▸ TEKS YANG DITAMPILKAN
========

Tawassuth.com – Hampir kebanyakan masyarakat Indonesia ketika mendengar nama Madura akan terbayang suatu daerah yang masyarakatnya religius. Ketaatannya pada nilai-nilai ajaran agama sangat kuat dan kepatuhannya terhadap kiai melebihi apapun, baik itu kepada para pejabat, atau institusi negara.
Figur kiai di Madura sangat besar sekali pengaruhnya. Sebab, kiai dianggap sebagai orang yang dekat dengan Sang Pencipta (Allah). Dengan mengagungkan sosok kiai dipercaya oleh masyarakat akan membawa keberkahan terhadap jalan kehidupan yang lebih baik.
Madura, bukan hanya dikenal daerah yang religius, tetapi masyarakatnya dinilai memiliki jiwa yang keras dan sangat menjunjung tinggi harga diri. Barangkali kita mengenal istilah carok (Baca: Carok) atau lebih dikenal oleh masyarakat umum sebagai duel maut untuk menuntaskan permasalahan—menggunakan celurit. Dan ini sudah menjadi tradisi di Madura.
Buku Menabur Karisma Menuai Kuasa: Kiprah Kiai dan Blater sebagai Rezim Kembar di Madura karya Abdur Rozaki yang ditulis secara sistematis dan sangat menarik untuk dibahas terutama pada bagian relasi kiai dengan blater. Untuk itu, penulis akan fokus pada satu topik ini.
Mengenal Kiai dan Blater di Madura
Abdur Rozaki memberi gambaran tentang kiai yang oleh masyarakat Madura begitu sangat dihormati. Kiai mendapat tempat yang luhur dan dianggap sebagai guru dalam mengajarkan kebaikan, pedoman dalam menjalani kehidupan dunia dan akhirat melalui pengetahuan agama.

========

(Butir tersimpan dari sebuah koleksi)
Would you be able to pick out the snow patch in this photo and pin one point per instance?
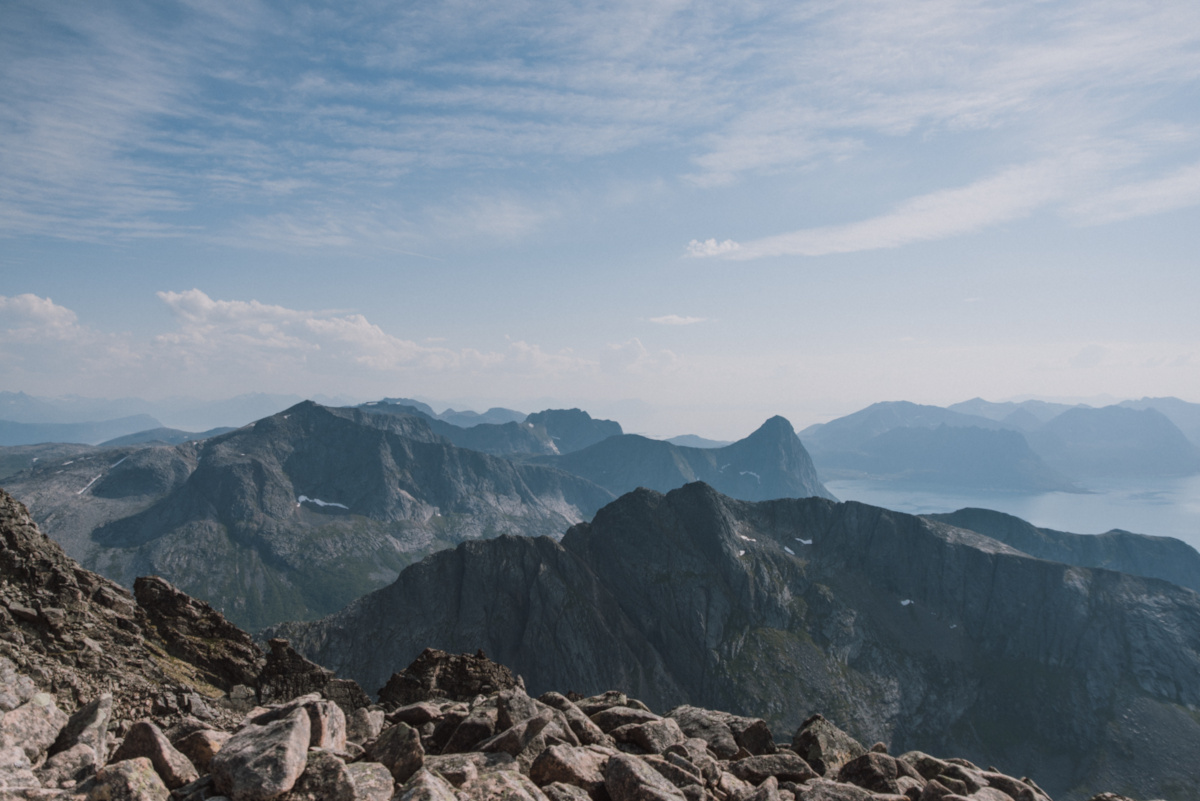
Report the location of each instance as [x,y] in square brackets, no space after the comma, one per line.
[319,503]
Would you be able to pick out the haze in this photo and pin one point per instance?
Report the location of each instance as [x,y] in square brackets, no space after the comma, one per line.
[684,216]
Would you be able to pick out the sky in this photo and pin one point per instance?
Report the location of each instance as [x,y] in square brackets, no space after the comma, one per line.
[685,216]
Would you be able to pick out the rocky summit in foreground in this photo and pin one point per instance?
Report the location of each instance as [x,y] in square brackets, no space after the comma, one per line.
[106,697]
[903,630]
[468,732]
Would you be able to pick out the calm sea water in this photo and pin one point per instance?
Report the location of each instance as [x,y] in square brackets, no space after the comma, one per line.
[1169,507]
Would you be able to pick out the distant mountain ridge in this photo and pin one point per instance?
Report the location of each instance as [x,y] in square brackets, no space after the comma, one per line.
[1030,446]
[768,463]
[85,433]
[295,515]
[1138,554]
[901,628]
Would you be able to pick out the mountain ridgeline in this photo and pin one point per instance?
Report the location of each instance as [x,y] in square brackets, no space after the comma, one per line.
[1030,446]
[900,628]
[304,511]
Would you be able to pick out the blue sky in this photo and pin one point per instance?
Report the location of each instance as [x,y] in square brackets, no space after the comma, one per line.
[688,216]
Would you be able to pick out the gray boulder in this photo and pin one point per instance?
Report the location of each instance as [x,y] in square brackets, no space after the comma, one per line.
[261,762]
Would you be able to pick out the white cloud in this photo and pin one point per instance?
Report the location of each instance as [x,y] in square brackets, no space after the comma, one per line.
[712,247]
[675,319]
[1179,190]
[1008,196]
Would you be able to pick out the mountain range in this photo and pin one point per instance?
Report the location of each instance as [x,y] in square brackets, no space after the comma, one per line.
[1031,446]
[900,628]
[306,510]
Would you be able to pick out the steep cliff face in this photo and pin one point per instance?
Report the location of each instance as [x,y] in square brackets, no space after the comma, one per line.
[79,634]
[768,463]
[900,628]
[1165,558]
[297,515]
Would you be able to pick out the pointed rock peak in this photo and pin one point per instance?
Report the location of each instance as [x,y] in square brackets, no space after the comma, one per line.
[777,427]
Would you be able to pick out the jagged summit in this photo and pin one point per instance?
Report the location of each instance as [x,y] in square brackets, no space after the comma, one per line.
[298,513]
[769,463]
[909,631]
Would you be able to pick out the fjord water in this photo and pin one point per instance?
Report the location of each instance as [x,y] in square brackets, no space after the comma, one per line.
[1164,507]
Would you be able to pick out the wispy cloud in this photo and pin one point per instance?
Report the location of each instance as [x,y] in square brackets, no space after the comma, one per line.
[125,121]
[1007,196]
[676,319]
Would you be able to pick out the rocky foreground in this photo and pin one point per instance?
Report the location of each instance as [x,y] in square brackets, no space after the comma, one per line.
[466,729]
[107,696]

========

▸ KETENTUAN TUGAS
Ulangi seluruh teks tentang kiai dan blater di Madura di atas kata demi kata tanpa mengubah apa pun.

▸ HASIL LATIHAN
Tawassuth.com – Hampir kebanyakan masyarakat Indonesia ketika mendengar nama Madura akan terbayang suatu daerah yang masyarakatnya religius. Ketaatannya pada nilai-nilai ajaran agama sangat kuat dan kepatuhannya terhadap kiai melebihi apapun, baik itu kepada para pejabat, atau institusi negara.
Figur kiai di Madura sangat besar sekali pengaruhnya. Sebab, kiai dianggap sebagai orang yang dekat dengan Sang Pencipta (Allah). Dengan mengagungkan sosok kiai dipercaya oleh masyarakat akan membawa keberkahan terhadap jalan kehidupan yang lebih baik.
Madura, bukan hanya dikenal daerah yang religius, tetapi masyarakatnya dinilai memiliki jiwa yang keras dan sangat menjunjung tinggi harga diri. Barangkali kita mengenal istilah carok (Baca: Carok) atau lebih dikenal oleh masyarakat umum sebagai duel maut untuk menuntaskan permasalahan—menggunakan celurit. Dan ini sudah menjadi tradisi di Madura.
Buku Menabur Karisma Menuai Kuasa: Kiprah Kiai dan Blater sebagai Rezim Kembar di Madura karya Abdur Rozaki yang ditulis secara sistematis dan sangat menarik untuk dibahas terutama pada bagian relasi kiai dengan blater. Untuk itu, penulis akan fokus pada satu topik ini.
Mengenal Kiai dan Blater di Madura
Abdur Rozaki memberi gambaran tentang kiai yang oleh masyarakat Madura begitu sangat dihormati. Kiai mendapat tempat yang luhur dan dianggap sebagai guru dalam mengajarkan kebaikan, pedoman dalam menjalani kehidupan dunia dan akhirat melalui pengetahuan agama.